§ Задания:
1: Ответьте на вопросы по отрывку об истории чеченцев и ингушей:
(а) Когда, по-видимому, массы восприняли единые самоназвания?
(б) К рубежу каких лет среди советских специалистов стали популярны две конкурирующие версии?
(в) Чей символический образ был вне всякой конкуренции?
2: Напишите следующий абзац отрывка об истории чеченцев и ингушей.

Глава 17. В период обитания в горах чеченцы и ингуши делились на многочисленные родо-племенные подразделения, с которыми и была связана их идентичность





Выводы

 

В период обитания в горах чеченцы и ингуши делились на многочисленные родо-племенные подразделения, с которыми и была связана их идентичность. Эти родо-племенные подразделения имели разное происхождение, возводили себя к самым разным предкам, и их социальная память основывалась на фольклорных версиях, говоривших о приходе предков из отдаленных местностей. Сознание своего этнокультурного единства стало выковываться лишь после переселения на плоскость, а единые самоназвания были восприняты массами, по-видимому, только в начале XX в. Мощным катализатором этого процесса послужили процессы политического объединения чеченцев и ингушей в рамках отдельных округов или областей, начавшиеся в царское время и получившие свое окончательное оформление в годы советской власти. Тогда же новые этнические группы начали наделяться своей собственной историей. Этот процесс был осложнен неоднократными политико-административными преобразованиями, создававшими для историков проблему — надо ли создавать версии истории порознь для чеченского и ингушского народов или же писать единую историю вайнахского народа.

В любом случае к рубежу 1920-1930-х гг. среди советских специалистов получили популярность две конкурирующие версии — одна миграционная, выводившая отдаленных предков чеченцев и ингушей из Передней Азии, другая автохтонная, делавшая упор на их древних местных корнях. Похоже, такая же разноголосица встречалась у интеллектуалов чеченского и ингушского происхождения, причем как внутри страны, так и за рубежом. Впрочем, в те годы отдаленные предки еще не привлекали всеобщего внимания; гораздо более важной представлялась недавняя героическая история, связанная с национально-освободительной борьбой, и символический образ Шамиля был вне всякой конкуренции. Освободительное движение горцев рассматривалось в контексте обшей борьбы народов России против царизма, и поэтому такая версия истории хорошо соответствовала идеологии советского интернационализма.

[Данные для разметки точек на фотографиях]

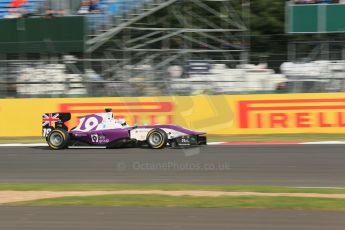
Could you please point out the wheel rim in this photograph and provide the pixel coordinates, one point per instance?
(56, 139)
(155, 139)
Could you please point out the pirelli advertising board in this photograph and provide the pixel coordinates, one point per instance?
(249, 114)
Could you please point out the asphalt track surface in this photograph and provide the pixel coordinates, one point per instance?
(85, 218)
(290, 165)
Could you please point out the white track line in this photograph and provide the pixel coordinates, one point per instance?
(211, 143)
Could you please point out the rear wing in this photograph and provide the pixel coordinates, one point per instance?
(51, 121)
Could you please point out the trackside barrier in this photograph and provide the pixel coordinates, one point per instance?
(248, 114)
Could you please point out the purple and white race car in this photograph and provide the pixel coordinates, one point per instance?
(103, 130)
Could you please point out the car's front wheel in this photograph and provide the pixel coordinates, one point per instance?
(58, 139)
(157, 139)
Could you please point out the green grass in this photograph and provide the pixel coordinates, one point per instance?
(165, 187)
(216, 138)
(195, 202)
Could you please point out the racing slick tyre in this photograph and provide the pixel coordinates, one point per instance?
(58, 139)
(157, 139)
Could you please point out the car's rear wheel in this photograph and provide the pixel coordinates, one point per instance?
(58, 139)
(157, 139)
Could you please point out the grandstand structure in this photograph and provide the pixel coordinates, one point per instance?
(323, 26)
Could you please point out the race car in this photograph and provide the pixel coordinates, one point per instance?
(103, 130)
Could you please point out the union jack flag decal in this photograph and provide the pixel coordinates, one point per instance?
(49, 119)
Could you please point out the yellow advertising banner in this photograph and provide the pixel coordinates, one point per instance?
(240, 114)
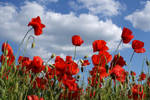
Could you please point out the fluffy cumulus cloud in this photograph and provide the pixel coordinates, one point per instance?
(47, 1)
(103, 7)
(56, 37)
(141, 18)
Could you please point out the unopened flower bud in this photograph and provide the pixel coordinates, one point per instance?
(118, 55)
(16, 87)
(81, 61)
(85, 56)
(33, 45)
(55, 77)
(6, 52)
(51, 65)
(147, 63)
(53, 55)
(46, 69)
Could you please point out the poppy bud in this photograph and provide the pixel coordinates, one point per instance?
(52, 66)
(16, 87)
(81, 61)
(78, 76)
(6, 52)
(46, 69)
(118, 55)
(107, 68)
(53, 55)
(33, 45)
(85, 56)
(82, 69)
(147, 63)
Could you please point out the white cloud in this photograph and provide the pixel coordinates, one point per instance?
(47, 1)
(60, 28)
(141, 18)
(102, 7)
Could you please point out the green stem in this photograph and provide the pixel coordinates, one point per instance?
(118, 46)
(74, 53)
(131, 60)
(27, 43)
(23, 41)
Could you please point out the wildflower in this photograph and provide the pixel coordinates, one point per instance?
(118, 60)
(118, 73)
(7, 48)
(85, 63)
(138, 46)
(126, 35)
(77, 40)
(37, 25)
(142, 76)
(137, 92)
(37, 64)
(102, 58)
(34, 97)
(99, 45)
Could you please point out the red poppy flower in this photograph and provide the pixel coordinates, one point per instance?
(99, 45)
(118, 73)
(102, 58)
(40, 83)
(37, 64)
(69, 82)
(24, 62)
(37, 25)
(118, 60)
(137, 92)
(77, 40)
(126, 35)
(138, 46)
(133, 73)
(6, 46)
(85, 63)
(142, 77)
(59, 63)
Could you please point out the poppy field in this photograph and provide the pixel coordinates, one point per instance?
(25, 78)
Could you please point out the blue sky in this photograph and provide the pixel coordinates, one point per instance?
(91, 19)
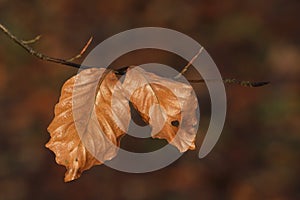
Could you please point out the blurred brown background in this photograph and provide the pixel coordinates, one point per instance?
(257, 156)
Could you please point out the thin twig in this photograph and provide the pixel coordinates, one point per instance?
(235, 81)
(82, 51)
(32, 41)
(189, 64)
(35, 53)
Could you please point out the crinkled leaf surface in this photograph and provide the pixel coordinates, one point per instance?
(168, 106)
(93, 113)
(95, 135)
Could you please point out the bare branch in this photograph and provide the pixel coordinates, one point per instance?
(82, 51)
(189, 64)
(234, 81)
(35, 53)
(32, 41)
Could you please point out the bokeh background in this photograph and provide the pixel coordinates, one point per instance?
(257, 156)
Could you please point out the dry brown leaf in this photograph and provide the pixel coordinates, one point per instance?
(160, 100)
(95, 119)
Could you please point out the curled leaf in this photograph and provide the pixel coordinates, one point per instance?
(168, 106)
(86, 130)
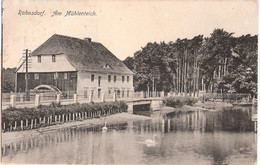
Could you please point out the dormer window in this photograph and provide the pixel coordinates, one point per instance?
(106, 66)
(39, 59)
(53, 58)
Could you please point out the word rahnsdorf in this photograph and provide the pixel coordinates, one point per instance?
(56, 13)
(34, 13)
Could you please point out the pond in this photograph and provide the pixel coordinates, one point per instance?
(225, 136)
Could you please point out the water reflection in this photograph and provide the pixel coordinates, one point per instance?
(212, 137)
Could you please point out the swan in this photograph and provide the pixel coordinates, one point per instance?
(105, 127)
(150, 142)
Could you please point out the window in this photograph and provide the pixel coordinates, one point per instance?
(65, 76)
(92, 77)
(85, 92)
(55, 76)
(26, 77)
(53, 58)
(36, 76)
(39, 58)
(99, 81)
(109, 78)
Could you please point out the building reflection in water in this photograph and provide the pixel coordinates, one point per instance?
(195, 137)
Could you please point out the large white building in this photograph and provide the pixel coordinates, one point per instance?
(75, 66)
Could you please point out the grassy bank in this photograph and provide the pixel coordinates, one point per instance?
(15, 119)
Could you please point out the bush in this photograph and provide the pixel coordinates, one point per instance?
(179, 101)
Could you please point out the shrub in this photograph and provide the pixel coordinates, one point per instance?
(179, 101)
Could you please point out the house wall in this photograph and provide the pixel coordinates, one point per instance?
(46, 64)
(68, 84)
(86, 86)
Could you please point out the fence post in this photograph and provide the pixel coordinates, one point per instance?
(90, 97)
(162, 94)
(103, 99)
(21, 97)
(58, 98)
(26, 123)
(13, 100)
(21, 124)
(31, 123)
(253, 100)
(35, 122)
(15, 124)
(114, 97)
(37, 100)
(75, 98)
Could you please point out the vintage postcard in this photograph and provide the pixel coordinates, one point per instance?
(129, 82)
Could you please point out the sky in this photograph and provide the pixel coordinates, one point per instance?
(122, 26)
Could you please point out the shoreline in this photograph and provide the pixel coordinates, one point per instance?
(12, 137)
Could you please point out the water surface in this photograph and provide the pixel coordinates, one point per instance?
(214, 137)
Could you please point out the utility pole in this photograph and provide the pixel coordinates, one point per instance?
(26, 75)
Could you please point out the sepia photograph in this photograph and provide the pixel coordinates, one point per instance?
(129, 82)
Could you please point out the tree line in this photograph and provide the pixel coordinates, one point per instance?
(219, 63)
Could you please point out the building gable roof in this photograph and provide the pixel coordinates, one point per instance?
(82, 54)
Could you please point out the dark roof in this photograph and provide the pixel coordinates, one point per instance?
(82, 54)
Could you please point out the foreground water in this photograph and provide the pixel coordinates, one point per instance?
(214, 137)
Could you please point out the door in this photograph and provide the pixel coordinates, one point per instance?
(99, 81)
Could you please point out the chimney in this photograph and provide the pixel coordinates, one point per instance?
(87, 39)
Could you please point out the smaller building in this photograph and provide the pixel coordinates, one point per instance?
(75, 65)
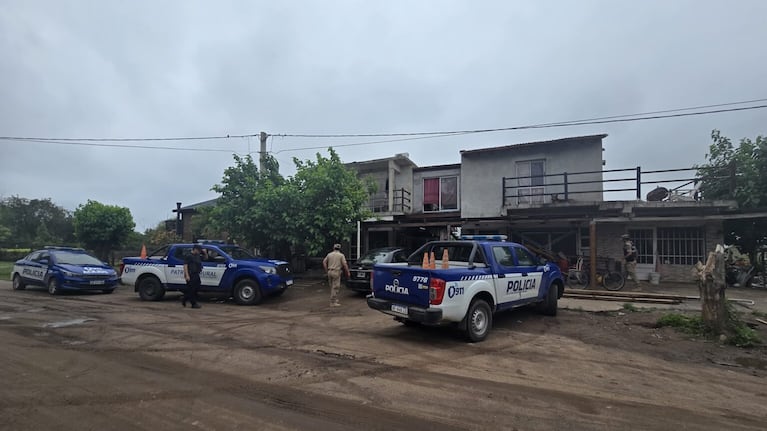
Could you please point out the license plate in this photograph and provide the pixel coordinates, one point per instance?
(399, 309)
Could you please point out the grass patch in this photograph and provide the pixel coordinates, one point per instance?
(5, 270)
(737, 332)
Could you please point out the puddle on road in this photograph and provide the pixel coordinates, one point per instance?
(759, 364)
(67, 323)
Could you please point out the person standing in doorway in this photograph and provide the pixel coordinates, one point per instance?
(334, 263)
(629, 259)
(192, 270)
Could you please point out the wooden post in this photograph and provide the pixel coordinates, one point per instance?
(712, 286)
(593, 254)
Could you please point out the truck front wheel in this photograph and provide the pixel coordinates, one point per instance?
(150, 289)
(247, 292)
(478, 321)
(549, 304)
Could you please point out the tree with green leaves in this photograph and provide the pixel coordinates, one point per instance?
(316, 207)
(247, 208)
(738, 173)
(331, 199)
(34, 223)
(102, 228)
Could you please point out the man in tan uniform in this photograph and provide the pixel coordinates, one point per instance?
(334, 263)
(629, 260)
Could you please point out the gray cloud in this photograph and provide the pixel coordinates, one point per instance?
(139, 69)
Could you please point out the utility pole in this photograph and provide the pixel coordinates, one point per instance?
(262, 153)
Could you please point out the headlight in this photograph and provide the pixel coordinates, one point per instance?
(268, 269)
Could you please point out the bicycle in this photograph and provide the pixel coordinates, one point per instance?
(610, 279)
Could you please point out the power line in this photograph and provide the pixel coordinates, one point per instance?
(94, 144)
(597, 120)
(404, 136)
(429, 135)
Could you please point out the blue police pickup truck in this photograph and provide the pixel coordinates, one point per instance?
(226, 268)
(470, 280)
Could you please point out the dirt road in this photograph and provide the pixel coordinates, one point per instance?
(97, 362)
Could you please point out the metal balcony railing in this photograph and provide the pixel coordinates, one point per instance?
(401, 202)
(567, 186)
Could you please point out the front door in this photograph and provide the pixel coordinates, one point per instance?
(644, 241)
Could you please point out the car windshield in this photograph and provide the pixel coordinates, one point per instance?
(74, 258)
(236, 252)
(374, 256)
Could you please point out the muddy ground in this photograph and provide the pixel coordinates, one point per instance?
(96, 362)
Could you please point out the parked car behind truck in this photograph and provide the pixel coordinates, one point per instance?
(485, 275)
(361, 269)
(228, 269)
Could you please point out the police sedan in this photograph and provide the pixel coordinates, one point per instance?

§ Ответы по заданиям:
1:
(а) Только в начале XX в.
(б) К рубежу 1920-1930-х гг.
(в) Образ Шамиля.

2:
В 1930-е гг. миграционная версия истории жестоко преследовалась властями. Однако это не сделало ее менее притягательной для местных интеллектуалов, и, как мы видели на примере М. Базоркина, она иной раз составляла стержень альтернативной истории, резервировавшей далеким предкам престижное место среди создателей древних переднеазиатских цивилизаций. Другая особенность альтернативной истории состояла в том, что она стремилась всеми силами удревнить пребывание предков на Северном Кавказе — нижний предел, ограниченный XII в., как то следовало из рассуждений советских историков и археологов, создателей альтернативной истории никак не устраивал. Кроме того, историческая версия, предложенная Базоркиным, свидетельствовала о неудовлетворенности ингушей своим положением во вновь созданной Чечено-Ингушской АССР. Это и заставляло их старательно отделять своих предков от чеченских и наделять их более высоким символическим престижем. В частности, Базоркин приписывал древним ингушам («дзурдзукам») свою собственную государственность, с которой якобы должны были считаться первые грузинские цари. Вся более поздняя история представлялась прогрессивным упадком, напоминая типичные традиционалистские построения. Это было, пожалуй, третьей яркой чертой местной альтернативной истории.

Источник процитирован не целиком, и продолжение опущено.